The records
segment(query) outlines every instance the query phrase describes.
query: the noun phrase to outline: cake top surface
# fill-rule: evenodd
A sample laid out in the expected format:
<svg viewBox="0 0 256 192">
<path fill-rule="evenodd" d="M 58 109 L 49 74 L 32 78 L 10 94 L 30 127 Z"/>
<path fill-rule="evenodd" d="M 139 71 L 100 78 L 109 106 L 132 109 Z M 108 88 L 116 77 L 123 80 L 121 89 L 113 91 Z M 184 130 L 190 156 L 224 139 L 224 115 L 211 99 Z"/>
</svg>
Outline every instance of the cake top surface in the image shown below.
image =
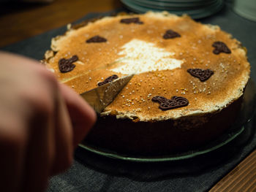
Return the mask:
<svg viewBox="0 0 256 192">
<path fill-rule="evenodd" d="M 79 93 L 135 73 L 102 115 L 136 120 L 220 110 L 249 77 L 246 50 L 231 35 L 167 12 L 105 17 L 53 38 L 51 48 L 47 67 Z"/>
</svg>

Task brief
Return the item above word for word, leaving out the picture.

Correct result
segment(query) outlines every instance the query phrase describes.
query: the noun phrase to outline: cake top surface
# fill-rule: evenodd
A sample laid out in the expected format:
<svg viewBox="0 0 256 192">
<path fill-rule="evenodd" d="M 58 109 L 49 74 L 32 78 L 10 94 L 30 127 Z"/>
<path fill-rule="evenodd" d="M 139 71 L 100 78 L 109 106 L 132 109 Z M 108 88 L 116 77 L 123 80 L 121 89 L 113 91 Z M 184 130 L 190 156 L 224 139 L 224 115 L 211 99 Z"/>
</svg>
Outline every instance of the cake top surface in the image shown below.
image =
Return the mask:
<svg viewBox="0 0 256 192">
<path fill-rule="evenodd" d="M 79 93 L 135 73 L 102 115 L 136 120 L 220 110 L 249 77 L 246 50 L 231 35 L 167 12 L 105 17 L 53 38 L 51 48 L 47 67 Z"/>
</svg>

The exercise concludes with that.